▶ **What you have to do**:
The result should be every line that contains the word "order", taken from the material.

▶ **Data shown**:
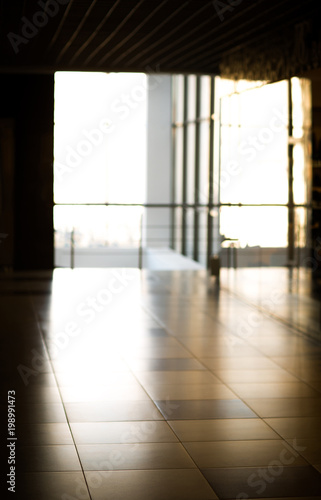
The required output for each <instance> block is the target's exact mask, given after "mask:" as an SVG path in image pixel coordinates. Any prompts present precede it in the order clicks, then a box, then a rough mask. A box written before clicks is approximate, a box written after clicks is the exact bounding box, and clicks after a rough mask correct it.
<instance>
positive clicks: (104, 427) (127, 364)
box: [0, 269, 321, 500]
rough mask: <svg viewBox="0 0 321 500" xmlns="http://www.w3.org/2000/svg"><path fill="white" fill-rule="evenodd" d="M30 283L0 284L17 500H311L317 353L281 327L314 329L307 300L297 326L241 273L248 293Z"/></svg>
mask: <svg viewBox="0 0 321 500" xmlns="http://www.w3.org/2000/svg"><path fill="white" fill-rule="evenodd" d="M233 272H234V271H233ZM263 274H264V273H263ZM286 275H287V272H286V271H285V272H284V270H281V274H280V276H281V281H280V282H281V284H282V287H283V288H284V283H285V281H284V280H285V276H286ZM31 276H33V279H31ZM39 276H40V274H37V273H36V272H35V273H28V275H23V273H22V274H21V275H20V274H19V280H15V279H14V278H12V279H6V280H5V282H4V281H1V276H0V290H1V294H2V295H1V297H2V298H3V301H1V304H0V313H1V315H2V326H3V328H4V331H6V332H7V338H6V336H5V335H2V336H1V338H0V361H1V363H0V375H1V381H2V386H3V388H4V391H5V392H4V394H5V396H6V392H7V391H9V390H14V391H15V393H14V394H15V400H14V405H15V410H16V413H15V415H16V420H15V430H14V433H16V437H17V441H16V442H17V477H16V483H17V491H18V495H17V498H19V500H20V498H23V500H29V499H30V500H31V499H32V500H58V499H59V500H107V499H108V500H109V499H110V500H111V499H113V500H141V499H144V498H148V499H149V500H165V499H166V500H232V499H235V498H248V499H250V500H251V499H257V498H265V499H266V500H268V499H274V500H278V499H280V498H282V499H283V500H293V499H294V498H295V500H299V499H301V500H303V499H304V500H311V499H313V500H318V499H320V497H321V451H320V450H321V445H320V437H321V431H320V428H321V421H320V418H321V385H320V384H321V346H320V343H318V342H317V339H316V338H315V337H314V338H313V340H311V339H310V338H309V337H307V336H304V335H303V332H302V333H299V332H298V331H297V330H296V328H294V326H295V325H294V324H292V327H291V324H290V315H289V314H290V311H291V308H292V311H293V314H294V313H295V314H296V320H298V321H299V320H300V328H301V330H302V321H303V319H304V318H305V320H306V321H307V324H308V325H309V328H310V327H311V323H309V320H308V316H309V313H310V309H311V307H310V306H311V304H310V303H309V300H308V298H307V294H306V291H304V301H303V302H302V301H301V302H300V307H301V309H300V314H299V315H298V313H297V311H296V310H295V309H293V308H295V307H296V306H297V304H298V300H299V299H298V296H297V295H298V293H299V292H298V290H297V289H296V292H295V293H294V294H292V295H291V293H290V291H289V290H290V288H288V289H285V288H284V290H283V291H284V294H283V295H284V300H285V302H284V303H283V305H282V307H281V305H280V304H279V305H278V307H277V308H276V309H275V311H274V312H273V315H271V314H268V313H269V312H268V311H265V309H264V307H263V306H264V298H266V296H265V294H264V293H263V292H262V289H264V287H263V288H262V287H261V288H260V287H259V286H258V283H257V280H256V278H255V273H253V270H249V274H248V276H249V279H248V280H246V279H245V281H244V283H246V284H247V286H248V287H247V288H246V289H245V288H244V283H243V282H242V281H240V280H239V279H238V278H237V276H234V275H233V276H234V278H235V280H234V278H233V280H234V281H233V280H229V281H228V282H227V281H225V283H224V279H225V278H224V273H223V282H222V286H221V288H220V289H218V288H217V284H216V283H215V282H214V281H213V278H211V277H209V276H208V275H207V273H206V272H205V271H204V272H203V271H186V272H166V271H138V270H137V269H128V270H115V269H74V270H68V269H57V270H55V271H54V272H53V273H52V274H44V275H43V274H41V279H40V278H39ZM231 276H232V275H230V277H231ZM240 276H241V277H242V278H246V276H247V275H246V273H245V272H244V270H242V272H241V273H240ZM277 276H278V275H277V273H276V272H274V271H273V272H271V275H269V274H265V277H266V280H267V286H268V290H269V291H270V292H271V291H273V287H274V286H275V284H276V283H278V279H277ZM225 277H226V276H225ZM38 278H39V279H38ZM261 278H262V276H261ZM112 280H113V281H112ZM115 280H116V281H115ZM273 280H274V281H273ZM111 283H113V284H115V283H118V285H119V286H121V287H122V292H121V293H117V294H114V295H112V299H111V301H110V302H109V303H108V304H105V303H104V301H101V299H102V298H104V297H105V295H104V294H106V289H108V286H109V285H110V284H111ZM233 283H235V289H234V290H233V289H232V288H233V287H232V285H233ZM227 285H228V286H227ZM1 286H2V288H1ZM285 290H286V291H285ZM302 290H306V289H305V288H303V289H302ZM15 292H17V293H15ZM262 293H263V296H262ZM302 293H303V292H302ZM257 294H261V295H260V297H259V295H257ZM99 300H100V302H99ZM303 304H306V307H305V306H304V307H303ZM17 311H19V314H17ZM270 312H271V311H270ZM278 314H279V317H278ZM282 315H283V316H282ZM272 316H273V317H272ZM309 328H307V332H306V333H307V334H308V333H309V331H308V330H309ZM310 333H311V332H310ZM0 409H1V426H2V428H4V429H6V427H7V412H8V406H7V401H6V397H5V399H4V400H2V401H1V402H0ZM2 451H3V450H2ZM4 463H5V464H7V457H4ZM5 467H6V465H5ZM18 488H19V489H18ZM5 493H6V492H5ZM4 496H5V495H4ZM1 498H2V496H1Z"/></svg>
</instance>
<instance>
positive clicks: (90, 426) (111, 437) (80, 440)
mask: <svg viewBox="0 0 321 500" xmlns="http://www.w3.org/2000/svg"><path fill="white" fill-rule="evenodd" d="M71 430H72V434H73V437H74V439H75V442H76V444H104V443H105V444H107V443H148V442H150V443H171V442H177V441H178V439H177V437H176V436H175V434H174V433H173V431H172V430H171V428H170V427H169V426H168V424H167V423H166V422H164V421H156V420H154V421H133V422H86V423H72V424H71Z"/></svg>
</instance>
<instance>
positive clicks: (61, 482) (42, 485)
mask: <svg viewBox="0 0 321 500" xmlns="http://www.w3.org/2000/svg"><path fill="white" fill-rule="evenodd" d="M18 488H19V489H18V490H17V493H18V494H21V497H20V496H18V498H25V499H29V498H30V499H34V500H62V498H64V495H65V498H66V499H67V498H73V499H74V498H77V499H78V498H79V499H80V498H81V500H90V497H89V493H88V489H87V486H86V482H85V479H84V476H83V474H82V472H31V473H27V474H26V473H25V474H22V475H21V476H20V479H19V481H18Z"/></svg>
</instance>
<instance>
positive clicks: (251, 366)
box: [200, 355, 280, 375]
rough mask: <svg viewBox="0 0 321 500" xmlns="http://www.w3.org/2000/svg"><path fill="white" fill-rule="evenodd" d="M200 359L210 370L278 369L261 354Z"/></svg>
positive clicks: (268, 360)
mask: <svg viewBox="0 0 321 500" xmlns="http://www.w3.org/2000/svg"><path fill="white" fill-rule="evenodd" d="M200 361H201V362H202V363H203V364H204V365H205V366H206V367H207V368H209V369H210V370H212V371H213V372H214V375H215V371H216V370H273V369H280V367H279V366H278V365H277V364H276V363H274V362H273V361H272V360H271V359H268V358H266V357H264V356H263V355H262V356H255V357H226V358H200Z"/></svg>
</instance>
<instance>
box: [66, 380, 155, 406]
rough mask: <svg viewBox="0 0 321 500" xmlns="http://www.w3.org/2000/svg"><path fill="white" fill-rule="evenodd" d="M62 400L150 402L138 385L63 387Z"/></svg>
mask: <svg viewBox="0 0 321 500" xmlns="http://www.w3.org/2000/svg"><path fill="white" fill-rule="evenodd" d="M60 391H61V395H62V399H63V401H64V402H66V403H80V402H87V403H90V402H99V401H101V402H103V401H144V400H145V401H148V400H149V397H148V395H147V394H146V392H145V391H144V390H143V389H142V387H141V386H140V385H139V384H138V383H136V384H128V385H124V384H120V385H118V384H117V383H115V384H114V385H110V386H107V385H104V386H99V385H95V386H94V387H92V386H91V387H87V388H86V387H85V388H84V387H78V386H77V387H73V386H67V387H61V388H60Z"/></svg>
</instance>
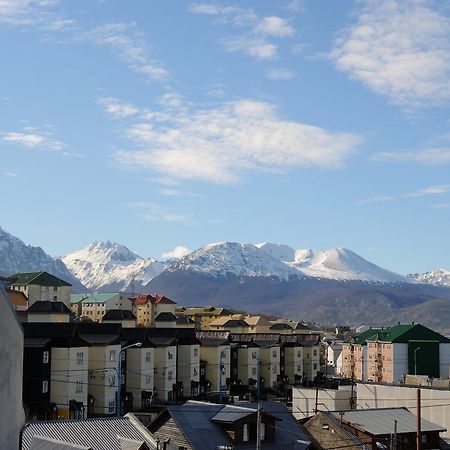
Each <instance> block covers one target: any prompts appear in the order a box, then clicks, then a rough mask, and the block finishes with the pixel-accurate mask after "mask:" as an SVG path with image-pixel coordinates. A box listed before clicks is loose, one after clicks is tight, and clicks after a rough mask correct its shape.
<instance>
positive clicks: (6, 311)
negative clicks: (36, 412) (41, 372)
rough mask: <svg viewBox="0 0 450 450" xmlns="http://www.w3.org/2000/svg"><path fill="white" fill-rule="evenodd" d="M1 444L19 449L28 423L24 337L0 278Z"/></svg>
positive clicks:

▶ **Exercise response**:
The required output for each <instance> block is the target's exact mask, given after "mask:" as an SVG path in image pixel coordinates. Any prompts present precede it in the order clicks, then a box, then a rough mask. A box written before clicks is approximate, a box written after clicks is the exact bounding box, and clicks after a rough mask correct it.
Each <instance> block covers one target: any prompts appear in the order a box, then clicks, then a rough mask, and the block finishes with the pixel-accurate mask after "mask:" as an SVG path with image-pixel coordinates. A box listed before clicks is loose, one after clicks is tight, and clicks after a rough mask correct its shape.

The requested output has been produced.